━━━━━ PASSAGE ━━━━━
# Turning Green Wood



## HLW (Nov 19, 2008)

I've just recently started turning green wood for natural edge bowls. Can anyone advise how I can keep them from cracking during the drying time?I've set them on the self in my unheated basement. Some have cracked the first week and some not. The two woods I've used are maple and cherry. Thanks.HLW.


----------



## john lucas (Sep 18, 2007)

Part of the trick to turning green wood is making all of the parts the same thickness. You can make the bottom slightly thinner because when you add the foot on the bowl it adds thickness. If you leave the heart or knots in the bowl you will probably have checking there. The thinner you make the bowl the less likely it is check. I usually shoot for 3/8" or less unless the bowl is over 10". Even then on a natural edge bowl I still go for 3/8" If the wood had lots of squirly grain or knots shoot for 1/4" or less.
Then you might put it in a paper bag for the first few days to slow down the drying even more. sometimes a really wet bowl will start checking as you turn the inside. I spray the outside with water to equalize the drying when I am taking too long to turn the piece.


----------



## Barry Ward (Mar 22, 2008)

*Turning green wood*

Which wood is giving you the most trouble? I turned a bunch of cherry about three ys ago when I 1st started,they were about 8" in dia and about 1/4 to 3/8" thick and they all ended up in the fire pit (about 30 of em)due to warping,they were sealed an all.So now when I turn cherry I leave the wall on an 8" bowl about 3/4" then once they dry,about 6 mo's I return them and will end up with a 3/8 thick bowl or less. I turn maple about the same,but will get more splitting out of it than the cherry,but very little warping.
Ken


----------



## HLW (Nov 19, 2008)

Thanks to both of you for the reply. It seems the cherry is the worst for checking and I've had both to start the checking while turning. I'm beginning to wonder if it's worth the time and effort to turn green wood? Regardless of what safeguards I do to prevent this,should I expect a certain percentage of my turnings to do this? Thanks. HLW.


----------



## john lucas (Sep 18, 2007)

Green wood requires a learning curve that's for sure. Cherry is only slightly worse than some woods. The trick to green wood is turning it before it's started to check. Cherry will check on the ends from the time you cut it, load it in the truck and bring it home. If you don't cut past this point your bowl already has a crack that you may not see and nothing you do will stop it.
━━━━━
SET TASK:
Write out the passage from the thread on turning green wood between "Which wood is" and "very little warping.", inclusive, word for word.
━━━━━ DATA EXCERPTS ━━━━━
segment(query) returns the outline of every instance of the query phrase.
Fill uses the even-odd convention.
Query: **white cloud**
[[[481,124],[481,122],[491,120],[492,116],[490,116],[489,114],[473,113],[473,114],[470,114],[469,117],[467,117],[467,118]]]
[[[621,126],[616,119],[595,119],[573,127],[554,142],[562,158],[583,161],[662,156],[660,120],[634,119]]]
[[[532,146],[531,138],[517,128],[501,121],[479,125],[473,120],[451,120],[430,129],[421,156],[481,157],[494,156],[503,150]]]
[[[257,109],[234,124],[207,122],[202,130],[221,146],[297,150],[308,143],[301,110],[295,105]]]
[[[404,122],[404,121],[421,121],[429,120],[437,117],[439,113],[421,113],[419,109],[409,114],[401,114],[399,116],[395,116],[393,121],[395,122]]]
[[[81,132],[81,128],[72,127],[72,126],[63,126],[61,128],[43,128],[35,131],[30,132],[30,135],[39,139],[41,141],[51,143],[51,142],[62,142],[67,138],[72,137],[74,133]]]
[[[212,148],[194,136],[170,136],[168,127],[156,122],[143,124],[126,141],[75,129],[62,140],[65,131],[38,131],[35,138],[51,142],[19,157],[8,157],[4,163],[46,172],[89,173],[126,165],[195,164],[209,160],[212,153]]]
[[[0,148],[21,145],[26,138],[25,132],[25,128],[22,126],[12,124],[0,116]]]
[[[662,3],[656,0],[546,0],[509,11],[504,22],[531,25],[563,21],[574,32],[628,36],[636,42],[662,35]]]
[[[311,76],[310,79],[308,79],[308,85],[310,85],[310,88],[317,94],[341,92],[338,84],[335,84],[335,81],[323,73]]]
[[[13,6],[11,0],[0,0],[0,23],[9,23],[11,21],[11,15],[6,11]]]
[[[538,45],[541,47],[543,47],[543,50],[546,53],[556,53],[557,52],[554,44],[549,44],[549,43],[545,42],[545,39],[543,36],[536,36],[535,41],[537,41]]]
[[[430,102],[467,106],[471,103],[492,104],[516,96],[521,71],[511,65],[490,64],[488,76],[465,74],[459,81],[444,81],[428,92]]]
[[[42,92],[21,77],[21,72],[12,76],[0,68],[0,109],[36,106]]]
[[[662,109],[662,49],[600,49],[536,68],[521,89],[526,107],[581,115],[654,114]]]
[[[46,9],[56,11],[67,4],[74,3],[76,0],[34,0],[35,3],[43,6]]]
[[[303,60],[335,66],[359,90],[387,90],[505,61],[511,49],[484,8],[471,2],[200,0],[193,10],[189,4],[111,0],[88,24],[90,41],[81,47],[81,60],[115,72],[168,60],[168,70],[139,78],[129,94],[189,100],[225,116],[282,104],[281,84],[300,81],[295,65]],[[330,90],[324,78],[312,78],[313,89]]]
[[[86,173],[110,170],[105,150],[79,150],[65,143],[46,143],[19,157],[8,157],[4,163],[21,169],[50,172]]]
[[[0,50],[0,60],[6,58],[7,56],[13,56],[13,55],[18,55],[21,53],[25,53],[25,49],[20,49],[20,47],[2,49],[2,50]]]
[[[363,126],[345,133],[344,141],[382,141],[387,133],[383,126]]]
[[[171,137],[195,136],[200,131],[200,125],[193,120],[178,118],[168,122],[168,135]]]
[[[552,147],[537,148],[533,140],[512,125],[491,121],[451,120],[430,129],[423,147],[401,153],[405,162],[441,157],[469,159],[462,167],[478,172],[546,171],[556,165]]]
━━━━━
OUTPUT FOR THIS EXERCISE:
Which wood is giving you the most trouble? I turned a bunch of cherry about three ys ago when I 1st started,they were about 8" in dia and about 1/4 to 3/8" thick and they all ended up in the fire pit (about 30 of em)due to warping,they were sealed an all.So now when I turn cherry I leave the wall on an 8" bowl about 3/4" then once they dry,about 6 mo's I return them and will end up with a 3/8 thick bowl or less. I turn maple about the same,but will get more splitting out of it than the cherry,but very little warping.